> [Bloco de texto]
My Mazamet

Life at № 42 by E.M. Coutinho

Tradução: Um Menino A Ser Sacrificado

Abdellah Taïa para o New York Times

Paris, 24 de Março de 2012

No marrocos da década de 1980, onde a homossexualidade evidentemente ‘não existia‘, eu era um pequeno menino afeminado, um menino a ser sacrificado, um corpo humilhado que levava em si toda a hipocrisia da sociedade, tudo aquilo que não se dizia. Aos dez anos de idade, apesar de que ninguém falava abertamente do assunto, eu já sabia o que acontecia com meninos como eu na nossa sociedade empobrecida; éramos designados como vítimas, para ser usados, com a benção de todos, como objetos sexuais fáceis por homens frustrados. E eu sabia que ninguém me salvaria – nem os meus pais, que certamente me amavam. Para eles também eu era uma vergonha, uma imundície. Um zamel*.
(*palavra usada em Marrocos equivalente a viado no Brasil ou faggot em Inglês).

Como todos os outros, eles também me empurravam a viver em um silêncio terrível e definitivo, a morrer um pouco mais a cada dia.
Como é que uma criança que ama seus pais, os seus muitos irmãos, a sua cultura de classe trabalhadora, sua religião – o Islã – como é possível para ela sobreviver a esse trauma? Ser ferido e assediado por causa de algo que outros viam em mim – algo no modo como movia as minhas mãos, minhas inflexões. Uma maneira de andar, meu porte. A minha intimidade fácil com as mulheres, com a minha mãe e muitas irmãs. Por tudo isso, ser categorizado como candidato à vitimização, como aqueles meninos “Emo” com cabelos longos e calças jeans apertadas que recentemente estão sendo assassinados nas ruas do Iraque, os seus crânios esmagados.
A verdade é que não sei como sobrevivi. O que me restou foi o gosto pelo silêncio. E o sonho, nunca realizado, de que alguém me salvaria. Agora tenho 38 anos e posso declarar sem bravatas: ninguém me salvou.

> [Conjunto de tarefas]
A. Reescreva o trecho do relato que começa com as palavras que contêm "Como todos os" e vai até "seus crânios esmagados.", trocando "trauma" por "sofrimento".
B. Para cada afirmação, responda sim ou não conforme o relato e cite as palavras exatas do relato que decidem: (i) O relato foi escrito em Paris. (ii) Os pais do narrador não o amavam. (iii) Hoje o narrador tem 38 anos.
Não é preciso usar o material para fazer o que se pede.

> [Dados extraídos]

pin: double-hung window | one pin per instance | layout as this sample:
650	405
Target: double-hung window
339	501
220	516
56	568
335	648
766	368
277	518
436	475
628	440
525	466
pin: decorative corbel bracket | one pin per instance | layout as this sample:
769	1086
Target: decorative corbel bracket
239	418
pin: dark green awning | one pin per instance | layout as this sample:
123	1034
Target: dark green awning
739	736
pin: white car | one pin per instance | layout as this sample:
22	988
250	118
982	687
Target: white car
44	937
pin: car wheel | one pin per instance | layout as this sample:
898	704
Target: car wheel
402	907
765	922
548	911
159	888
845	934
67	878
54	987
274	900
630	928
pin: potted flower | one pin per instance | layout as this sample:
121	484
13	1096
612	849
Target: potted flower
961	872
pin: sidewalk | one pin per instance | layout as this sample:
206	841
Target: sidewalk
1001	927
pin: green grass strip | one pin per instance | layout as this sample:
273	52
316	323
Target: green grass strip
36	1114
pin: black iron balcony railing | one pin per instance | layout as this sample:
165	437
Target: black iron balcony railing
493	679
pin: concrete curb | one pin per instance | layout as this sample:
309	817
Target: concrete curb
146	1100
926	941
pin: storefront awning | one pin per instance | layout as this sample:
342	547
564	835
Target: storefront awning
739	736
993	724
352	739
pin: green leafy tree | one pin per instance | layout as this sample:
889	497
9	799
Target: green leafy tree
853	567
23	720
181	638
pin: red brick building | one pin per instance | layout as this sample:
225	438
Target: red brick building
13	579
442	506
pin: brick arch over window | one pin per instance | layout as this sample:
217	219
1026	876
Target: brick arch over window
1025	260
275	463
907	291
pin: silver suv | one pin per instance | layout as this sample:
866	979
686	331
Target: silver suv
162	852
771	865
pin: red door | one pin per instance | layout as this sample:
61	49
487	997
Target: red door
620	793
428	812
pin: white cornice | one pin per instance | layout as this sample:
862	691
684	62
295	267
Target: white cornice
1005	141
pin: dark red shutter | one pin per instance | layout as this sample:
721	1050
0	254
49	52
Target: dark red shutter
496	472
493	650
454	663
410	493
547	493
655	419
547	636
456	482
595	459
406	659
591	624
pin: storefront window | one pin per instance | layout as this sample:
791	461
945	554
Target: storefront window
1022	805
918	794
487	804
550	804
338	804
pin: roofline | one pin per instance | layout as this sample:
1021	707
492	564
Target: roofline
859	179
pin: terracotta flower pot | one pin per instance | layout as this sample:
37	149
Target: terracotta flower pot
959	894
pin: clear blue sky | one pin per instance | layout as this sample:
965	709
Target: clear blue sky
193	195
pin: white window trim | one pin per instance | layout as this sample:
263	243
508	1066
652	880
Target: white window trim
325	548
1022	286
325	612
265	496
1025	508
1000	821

> [Soluções]
A.
Como todos os outros, eles também me empurravam a viver em um silêncio terrível e definitivo, a morrer um pouco mais a cada dia.
Como é que uma criança que ama seus pais, os seus muitos irmãos, a sua cultura de classe trabalhadora, sua religião – o Islã – como é possível para ela sobreviver a esse sofrimento? Ser ferido e assediado por causa de algo que outros viam em mim – algo no modo como movia as minhas mãos, minhas inflexões. Uma maneira de andar, meu porte. A minha intimidade fácil com as mulheres, com a minha mãe e muitas irmãs. Por tudo isso, ser categorizado como candidato à vitimização, como aqueles meninos “Emo” com cabelos longos e calças jeans apertadas que recentemente estão sendo assassinados nas ruas do Iraque, os seus crânios esmagados.

B.
(i) Sim: "Paris, 24 de Março de 2012".
(ii) Não: "nem os meus pais, que certamente me amavam".
(iii) Sim: "Agora tenho 38 anos".